__WRITTEN REQUEST__:
Extract the lines of the listing verbatim, starting with the line containing "Target: <item>signing table</item>" and continuing through the end of the listing. Copy only those lines.

(Image outline annotation listing)
--------

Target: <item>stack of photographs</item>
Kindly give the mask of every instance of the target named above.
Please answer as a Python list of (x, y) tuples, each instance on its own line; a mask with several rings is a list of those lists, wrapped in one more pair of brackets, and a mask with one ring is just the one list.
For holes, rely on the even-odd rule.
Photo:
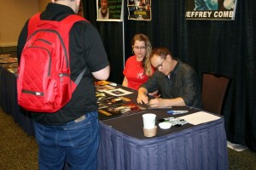
[(11, 57), (10, 54), (0, 54), (0, 65), (15, 74), (18, 68), (18, 59)]
[(125, 95), (132, 94), (127, 90), (109, 85), (108, 82), (96, 83), (96, 97), (100, 120), (110, 119), (142, 112), (146, 108), (134, 104)]

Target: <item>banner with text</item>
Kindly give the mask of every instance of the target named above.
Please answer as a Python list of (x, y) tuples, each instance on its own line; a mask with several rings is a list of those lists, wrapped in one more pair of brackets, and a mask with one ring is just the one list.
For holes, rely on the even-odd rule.
[(122, 0), (96, 0), (97, 21), (123, 21)]
[(237, 0), (186, 0), (187, 20), (235, 20)]
[(151, 0), (128, 0), (128, 20), (151, 20)]

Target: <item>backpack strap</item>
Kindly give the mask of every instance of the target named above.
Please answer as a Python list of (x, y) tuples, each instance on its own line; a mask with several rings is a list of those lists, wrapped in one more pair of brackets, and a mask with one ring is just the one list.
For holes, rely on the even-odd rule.
[(41, 20), (40, 14), (41, 13), (36, 14), (29, 20), (27, 26), (27, 38), (37, 30), (38, 21)]

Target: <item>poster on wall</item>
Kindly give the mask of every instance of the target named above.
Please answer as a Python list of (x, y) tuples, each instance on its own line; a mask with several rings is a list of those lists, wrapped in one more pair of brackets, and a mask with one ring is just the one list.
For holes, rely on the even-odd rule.
[(151, 0), (127, 0), (128, 20), (151, 20)]
[(96, 0), (97, 21), (123, 21), (122, 0)]
[(237, 0), (186, 0), (187, 20), (234, 20)]
[(78, 12), (78, 15), (84, 17), (83, 3), (81, 1), (80, 1), (80, 4), (79, 4), (79, 9)]

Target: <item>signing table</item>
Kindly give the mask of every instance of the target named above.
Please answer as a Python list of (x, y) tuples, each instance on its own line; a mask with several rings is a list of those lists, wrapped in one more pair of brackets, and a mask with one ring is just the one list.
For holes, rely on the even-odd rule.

--------

__RESPONSE TO THE EXERCISE__:
Target: <item>signing table</item>
Kindly give the mask of every instance of the target named above.
Please answer as a Python list of (x, y) tuples, each instance on its own line; a mask with several rings is a list of those lists, wrapped in one more pair of brackets, and a mask with one ring is just the one list.
For holes, rely on the even-odd rule.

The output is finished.